- [Dataset excerpt]:
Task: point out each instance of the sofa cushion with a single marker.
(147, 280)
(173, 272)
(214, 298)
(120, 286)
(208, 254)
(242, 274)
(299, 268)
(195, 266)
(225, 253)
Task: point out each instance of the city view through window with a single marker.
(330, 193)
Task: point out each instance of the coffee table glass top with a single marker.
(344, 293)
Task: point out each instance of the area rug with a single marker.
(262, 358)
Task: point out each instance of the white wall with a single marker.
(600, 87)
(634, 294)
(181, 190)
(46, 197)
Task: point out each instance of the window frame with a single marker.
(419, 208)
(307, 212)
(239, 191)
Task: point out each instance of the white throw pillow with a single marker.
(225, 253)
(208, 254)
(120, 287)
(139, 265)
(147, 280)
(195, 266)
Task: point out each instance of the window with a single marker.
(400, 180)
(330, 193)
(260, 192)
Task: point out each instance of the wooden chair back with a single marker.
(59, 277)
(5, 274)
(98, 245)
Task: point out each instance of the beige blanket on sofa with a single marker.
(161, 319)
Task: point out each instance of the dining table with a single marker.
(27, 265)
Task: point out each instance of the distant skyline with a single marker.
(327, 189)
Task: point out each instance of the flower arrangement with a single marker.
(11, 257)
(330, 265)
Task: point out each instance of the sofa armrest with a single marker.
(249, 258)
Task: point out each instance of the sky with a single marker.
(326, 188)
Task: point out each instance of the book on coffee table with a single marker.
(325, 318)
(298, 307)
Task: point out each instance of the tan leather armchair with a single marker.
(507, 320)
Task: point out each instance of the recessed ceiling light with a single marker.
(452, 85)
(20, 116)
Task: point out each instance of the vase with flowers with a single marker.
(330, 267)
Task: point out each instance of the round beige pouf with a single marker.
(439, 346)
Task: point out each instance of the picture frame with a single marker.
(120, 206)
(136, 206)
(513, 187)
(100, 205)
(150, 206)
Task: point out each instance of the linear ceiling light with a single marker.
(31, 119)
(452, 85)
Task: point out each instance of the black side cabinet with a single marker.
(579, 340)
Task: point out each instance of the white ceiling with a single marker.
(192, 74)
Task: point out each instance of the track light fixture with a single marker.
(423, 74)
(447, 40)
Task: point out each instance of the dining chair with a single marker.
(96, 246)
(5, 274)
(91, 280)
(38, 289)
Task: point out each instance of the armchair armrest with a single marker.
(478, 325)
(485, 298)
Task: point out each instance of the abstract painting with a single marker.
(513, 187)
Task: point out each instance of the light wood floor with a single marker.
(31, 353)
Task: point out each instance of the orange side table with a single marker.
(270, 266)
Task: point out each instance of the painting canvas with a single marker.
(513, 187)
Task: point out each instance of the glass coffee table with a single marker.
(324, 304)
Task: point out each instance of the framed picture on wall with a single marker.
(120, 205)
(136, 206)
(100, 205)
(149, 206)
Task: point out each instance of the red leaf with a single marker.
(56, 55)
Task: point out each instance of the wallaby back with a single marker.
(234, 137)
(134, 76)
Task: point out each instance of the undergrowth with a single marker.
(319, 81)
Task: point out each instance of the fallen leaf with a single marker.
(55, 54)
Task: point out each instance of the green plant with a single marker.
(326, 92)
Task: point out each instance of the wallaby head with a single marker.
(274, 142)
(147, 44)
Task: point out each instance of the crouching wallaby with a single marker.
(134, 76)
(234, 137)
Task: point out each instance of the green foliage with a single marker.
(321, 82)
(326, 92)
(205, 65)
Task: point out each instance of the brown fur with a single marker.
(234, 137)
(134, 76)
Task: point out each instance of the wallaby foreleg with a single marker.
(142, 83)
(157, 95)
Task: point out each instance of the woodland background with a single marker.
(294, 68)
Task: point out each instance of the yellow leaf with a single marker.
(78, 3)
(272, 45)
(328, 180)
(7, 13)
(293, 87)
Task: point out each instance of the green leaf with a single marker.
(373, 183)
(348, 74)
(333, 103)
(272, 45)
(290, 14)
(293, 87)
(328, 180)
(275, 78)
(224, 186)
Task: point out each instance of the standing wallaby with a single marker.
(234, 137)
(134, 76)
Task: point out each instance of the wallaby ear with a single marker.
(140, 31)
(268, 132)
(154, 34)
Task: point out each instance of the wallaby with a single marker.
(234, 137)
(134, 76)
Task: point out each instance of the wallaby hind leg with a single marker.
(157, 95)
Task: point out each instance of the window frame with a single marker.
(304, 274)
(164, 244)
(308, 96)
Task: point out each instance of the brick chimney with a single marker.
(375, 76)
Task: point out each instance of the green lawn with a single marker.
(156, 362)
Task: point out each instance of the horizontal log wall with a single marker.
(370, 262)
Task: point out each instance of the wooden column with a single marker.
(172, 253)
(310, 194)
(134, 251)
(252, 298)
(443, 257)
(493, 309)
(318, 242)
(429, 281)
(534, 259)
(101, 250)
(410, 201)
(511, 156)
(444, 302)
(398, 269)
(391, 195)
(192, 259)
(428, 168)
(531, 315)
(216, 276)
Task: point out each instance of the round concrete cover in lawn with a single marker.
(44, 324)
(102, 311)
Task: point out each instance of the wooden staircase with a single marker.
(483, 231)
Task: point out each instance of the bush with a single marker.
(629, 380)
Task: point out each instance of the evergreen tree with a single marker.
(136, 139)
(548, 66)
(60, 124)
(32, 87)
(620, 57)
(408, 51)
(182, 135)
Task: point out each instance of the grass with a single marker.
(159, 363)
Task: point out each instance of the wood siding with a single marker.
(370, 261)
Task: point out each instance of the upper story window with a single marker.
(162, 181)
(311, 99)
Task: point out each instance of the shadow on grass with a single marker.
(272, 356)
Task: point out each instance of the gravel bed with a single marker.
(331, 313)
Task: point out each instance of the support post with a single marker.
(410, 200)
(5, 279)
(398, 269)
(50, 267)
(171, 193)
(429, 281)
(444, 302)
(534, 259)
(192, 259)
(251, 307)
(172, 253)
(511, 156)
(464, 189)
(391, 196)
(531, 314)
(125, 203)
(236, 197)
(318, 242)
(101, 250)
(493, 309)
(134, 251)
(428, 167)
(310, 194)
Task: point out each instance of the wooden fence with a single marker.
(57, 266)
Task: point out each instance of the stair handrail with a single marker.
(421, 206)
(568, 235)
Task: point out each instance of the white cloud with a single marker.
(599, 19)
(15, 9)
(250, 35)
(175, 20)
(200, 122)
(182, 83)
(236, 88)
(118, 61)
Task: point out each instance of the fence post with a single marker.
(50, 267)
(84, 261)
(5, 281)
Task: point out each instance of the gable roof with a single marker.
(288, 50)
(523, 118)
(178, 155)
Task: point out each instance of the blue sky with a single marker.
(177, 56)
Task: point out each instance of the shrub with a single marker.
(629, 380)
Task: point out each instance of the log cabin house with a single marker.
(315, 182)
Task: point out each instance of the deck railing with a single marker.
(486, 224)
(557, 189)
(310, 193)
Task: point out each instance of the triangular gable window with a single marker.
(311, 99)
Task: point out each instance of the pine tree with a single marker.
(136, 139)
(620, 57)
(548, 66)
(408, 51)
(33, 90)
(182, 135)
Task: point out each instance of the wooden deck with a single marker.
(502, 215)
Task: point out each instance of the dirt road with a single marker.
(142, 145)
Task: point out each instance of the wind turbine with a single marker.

- [Work to be completed]:
Lay out every line of the records above as a Markdown table with two columns, Row and Line. Number the rows and skip any blank lines.

- [Worked answer]:
| Row | Line |
|---|---|
| 1 | Task: point out each instance of the sofa cushion with a single marker. |
| 2 | (147, 280) |
| 3 | (173, 272) |
| 4 | (214, 298) |
| 5 | (120, 286) |
| 6 | (208, 254) |
| 7 | (242, 274) |
| 8 | (299, 268) |
| 9 | (195, 266) |
| 10 | (225, 253) |
| 11 | Task: point out each instance of the city view through window with a single marker. |
| 12 | (330, 193) |
| 13 | Task: point out each instance of the coffee table glass top with a single marker. |
| 14 | (344, 293) |
| 15 | Task: point out each instance of the area rug with a single marker. |
| 16 | (262, 358) |
| 17 | Task: point out each instance of the white wall with a single marker. |
| 18 | (600, 87) |
| 19 | (634, 294) |
| 20 | (181, 190) |
| 21 | (46, 197) |
| 22 | Task: point out each instance of the window frame with a single marker. |
| 23 | (419, 208) |
| 24 | (307, 212) |
| 25 | (239, 191) |
| 26 | Task: point out each instance of the white throw pillow with a single marker. |
| 27 | (225, 253) |
| 28 | (208, 254) |
| 29 | (120, 287) |
| 30 | (139, 265) |
| 31 | (147, 280) |
| 32 | (195, 266) |
| 33 | Task: point out each instance of the window with a single marker. |
| 34 | (400, 180) |
| 35 | (330, 193) |
| 36 | (260, 192) |
| 37 | Task: point out each instance of the wooden chair back with a single marker. |
| 38 | (59, 277) |
| 39 | (5, 274) |
| 40 | (98, 245) |
| 41 | Task: point out each instance of the beige blanket on sofa with a single marker. |
| 42 | (161, 319) |
| 43 | Task: point out each instance of the dining table with a single marker. |
| 44 | (27, 265) |
| 45 | Task: point out each instance of the distant skyline with a single marker. |
| 46 | (327, 189) |
| 47 | Task: point out each instance of the flower arrangement with a single marker. |
| 48 | (11, 257) |
| 49 | (330, 265) |
| 50 | Task: point out each instance of the sofa armrest with a single marker. |
| 51 | (249, 258) |
| 52 | Task: point out each instance of the sky with a single marker. |
| 53 | (326, 188) |
| 54 | Task: point out each instance of the book on coffee table with a single marker. |
| 55 | (325, 318) |
| 56 | (298, 307) |
| 57 | Task: point out each instance of the tan leather armchair with a single marker. |
| 58 | (507, 320) |
| 59 | Task: point out each instance of the recessed ceiling light with a single marker. |
| 60 | (452, 85) |
| 61 | (20, 116) |
| 62 | Task: point out each instance of the vase with flowers with a single marker. |
| 63 | (330, 267) |
| 64 | Task: point out each instance of the round beige pouf with a single marker. |
| 65 | (439, 346) |
| 66 | Task: point out each instance of the picture frame with a single marker. |
| 67 | (120, 206) |
| 68 | (136, 206) |
| 69 | (513, 187) |
| 70 | (100, 205) |
| 71 | (150, 206) |
| 72 | Task: point out each instance of the linear ceiling light with a single marker. |
| 73 | (31, 119) |
| 74 | (452, 85) |
| 75 | Task: point out each instance of the black side cabinet with a single marker. |
| 76 | (579, 340) |
| 77 | Task: point out each instance of the white ceiling with a single marker. |
| 78 | (192, 74) |
| 79 | Task: point out each instance of the track light fixture with a single marker. |
| 80 | (423, 74) |
| 81 | (447, 40) |
| 82 | Task: point out each instance of the dining chair with a single marker. |
| 83 | (96, 246) |
| 84 | (5, 274) |
| 85 | (91, 280) |
| 86 | (38, 289) |
| 87 | Task: point out each instance of the armchair armrest with a single marker. |
| 88 | (478, 325) |
| 89 | (485, 298) |
| 90 | Task: point out each instance of the abstract painting with a single marker. |
| 91 | (513, 187) |
| 92 | Task: point out each instance of the light wood floor with a single marker. |
| 93 | (31, 353) |
| 94 | Task: point out each instance of the orange side table with a single marker. |
| 95 | (270, 266) |
| 96 | Task: point out each instance of the painting canvas with a single marker. |
| 97 | (513, 187) |
| 98 | Task: point out each instance of the glass coffee table with a single marker. |
| 99 | (324, 304) |
| 100 | Task: point out each instance of the framed picture on wall with a single marker. |
| 101 | (120, 205) |
| 102 | (136, 206) |
| 103 | (100, 205) |
| 104 | (149, 206) |
| 105 | Task: point out each instance of the red leaf with a single marker. |
| 106 | (56, 55) |
| 107 | Task: point out each instance of the wallaby back with a single marker. |
| 108 | (234, 137) |
| 109 | (134, 76) |
| 110 | Task: point out each instance of the undergrowth with a single marker. |
| 111 | (319, 81) |
| 112 | Task: point out each instance of the fallen leaf with a single marker. |
| 113 | (55, 54) |
| 114 | Task: point out each instance of the green plant with a single marker. |
| 115 | (326, 92) |
| 116 | Task: point out each instance of the wallaby head with a single marker. |
| 117 | (274, 142) |
| 118 | (147, 44) |
| 119 | Task: point out each instance of the crouching wallaby with a single marker. |
| 120 | (134, 76) |
| 121 | (234, 137) |
| 122 | Task: point out each instance of the green foliage with a single marker. |
| 123 | (321, 82) |
| 124 | (326, 92) |
| 125 | (205, 65) |
| 126 | Task: point out each instance of the brown fur with a single marker. |
| 127 | (234, 137) |
| 128 | (134, 76) |
| 129 | Task: point out each instance of the wallaby foreleg with a single marker. |
| 130 | (142, 83) |
| 131 | (157, 95) |
| 132 | Task: point out each instance of the woodland background with a single marker. |
| 133 | (294, 68) |
| 134 | Task: point out each instance of the yellow leaf with a single marker. |
| 135 | (78, 3) |
| 136 | (272, 45) |
| 137 | (328, 180) |
| 138 | (7, 13) |
| 139 | (293, 87) |
| 140 | Task: point out each instance of the green leaf with a single marker. |
| 141 | (373, 183) |
| 142 | (348, 74) |
| 143 | (333, 103) |
| 144 | (272, 45) |
| 145 | (290, 14) |
| 146 | (293, 87) |
| 147 | (328, 180) |
| 148 | (275, 78) |
| 149 | (224, 186) |
| 150 | Task: point out each instance of the standing wallaby with a single marker. |
| 151 | (234, 137) |
| 152 | (134, 76) |
| 153 | Task: point out each instance of the wallaby ear with a single marker. |
| 154 | (140, 31) |
| 155 | (268, 132) |
| 156 | (154, 34) |
| 157 | Task: point out each instance of the wallaby with a single marker. |
| 158 | (234, 137) |
| 159 | (134, 76) |
| 160 | Task: point out each instance of the wallaby hind leg with a single marker. |
| 161 | (157, 95) |
| 162 | Task: point out each instance of the window frame with a single marker. |
| 163 | (304, 274) |
| 164 | (164, 244) |
| 165 | (308, 96) |
| 166 | Task: point out each instance of the brick chimney with a single marker. |
| 167 | (375, 76) |
| 168 | Task: point out each instance of the green lawn with a single marker. |
| 169 | (156, 362) |
| 170 | Task: point out each instance of the horizontal log wall with a single marker. |
| 171 | (370, 262) |
| 172 | Task: point out each instance of the wooden column with a single marker. |
| 173 | (172, 253) |
| 174 | (310, 194) |
| 175 | (134, 251) |
| 176 | (252, 298) |
| 177 | (443, 257) |
| 178 | (493, 309) |
| 179 | (318, 242) |
| 180 | (429, 281) |
| 181 | (534, 259) |
| 182 | (101, 250) |
| 183 | (410, 201) |
| 184 | (511, 156) |
| 185 | (444, 302) |
| 186 | (398, 269) |
| 187 | (391, 195) |
| 188 | (192, 259) |
| 189 | (428, 168) |
| 190 | (531, 315) |
| 191 | (216, 276) |
| 192 | Task: point out each instance of the round concrete cover in lawn with a single marker. |
| 193 | (44, 324) |
| 194 | (102, 311) |
| 195 | Task: point out each instance of the wooden staircase with a single marker. |
| 196 | (483, 231) |
| 197 | Task: point out each instance of the bush with a single marker. |
| 198 | (629, 380) |
| 199 | Task: point out each instance of the evergreen tree with a single marker. |
| 200 | (136, 139) |
| 201 | (548, 66) |
| 202 | (60, 124) |
| 203 | (32, 87) |
| 204 | (620, 57) |
| 205 | (408, 51) |
| 206 | (182, 135) |
| 207 | Task: point out each instance of the grass with a single marker. |
| 208 | (159, 363) |
| 209 | Task: point out each instance of the wood siding with a single marker. |
| 210 | (370, 261) |
| 211 | Task: point out each instance of the upper story window with a single marker. |
| 212 | (162, 181) |
| 213 | (311, 99) |
| 214 | Task: point out each instance of the shadow on grass with a single marker. |
| 215 | (272, 356) |
| 216 | Task: point out each instance of the gravel bed with a single marker. |
| 217 | (331, 313) |
| 218 | Task: point out each instance of the support post with a single marker. |
| 219 | (410, 200) |
| 220 | (5, 279) |
| 221 | (398, 269) |
| 222 | (50, 267) |
| 223 | (171, 193) |
| 224 | (429, 281) |
| 225 | (444, 302) |
| 226 | (534, 259) |
| 227 | (192, 259) |
| 228 | (251, 307) |
| 229 | (172, 253) |
| 230 | (511, 156) |
| 231 | (464, 189) |
| 232 | (391, 196) |
| 233 | (531, 314) |
| 234 | (125, 203) |
| 235 | (236, 197) |
| 236 | (318, 242) |
| 237 | (101, 250) |
| 238 | (493, 309) |
| 239 | (134, 251) |
| 240 | (428, 167) |
| 241 | (310, 194) |
| 242 | Task: point out each instance of the wooden fence with a single marker. |
| 243 | (57, 266) |
| 244 | Task: point out each instance of the stair handrail with a single marker. |
| 245 | (421, 206) |
| 246 | (568, 235) |
| 247 | Task: point out each instance of the white cloud with a single marker. |
| 248 | (599, 19) |
| 249 | (15, 9) |
| 250 | (250, 35) |
| 251 | (175, 20) |
| 252 | (200, 122) |
| 253 | (182, 83) |
| 254 | (236, 88) |
| 255 | (118, 61) |
| 256 | Task: point out each instance of the fence post with a single marker. |
| 257 | (50, 267) |
| 258 | (84, 261) |
| 259 | (5, 281) |
| 260 | Task: point out each instance of the gable roof with a single marker. |
| 261 | (288, 50) |
| 262 | (523, 118) |
| 263 | (178, 155) |
| 264 | Task: point out each instance of the blue sky with a single marker. |
| 265 | (177, 56) |
| 266 | Task: point out each instance of the shrub with a single marker. |
| 267 | (629, 380) |
| 268 | Task: point out each instance of the log cabin house with a single marker. |
| 269 | (315, 182) |
| 270 | Task: point out each instance of the deck railing with a single marker. |
| 271 | (486, 224) |
| 272 | (557, 189) |
| 273 | (310, 193) |
| 274 | Task: point out each instance of the triangular gable window with a single marker. |
| 275 | (311, 99) |
| 276 | Task: point out each instance of the pine tree with a single marker. |
| 277 | (136, 139) |
| 278 | (620, 57) |
| 279 | (548, 66) |
| 280 | (408, 51) |
| 281 | (33, 90) |
| 282 | (182, 135) |
| 283 | Task: point out each instance of the wooden deck with a single marker. |
| 284 | (502, 215) |
| 285 | Task: point out each instance of the dirt road with a single marker. |
| 286 | (142, 145) |
| 287 | Task: point out each instance of the wind turbine with a single marker. |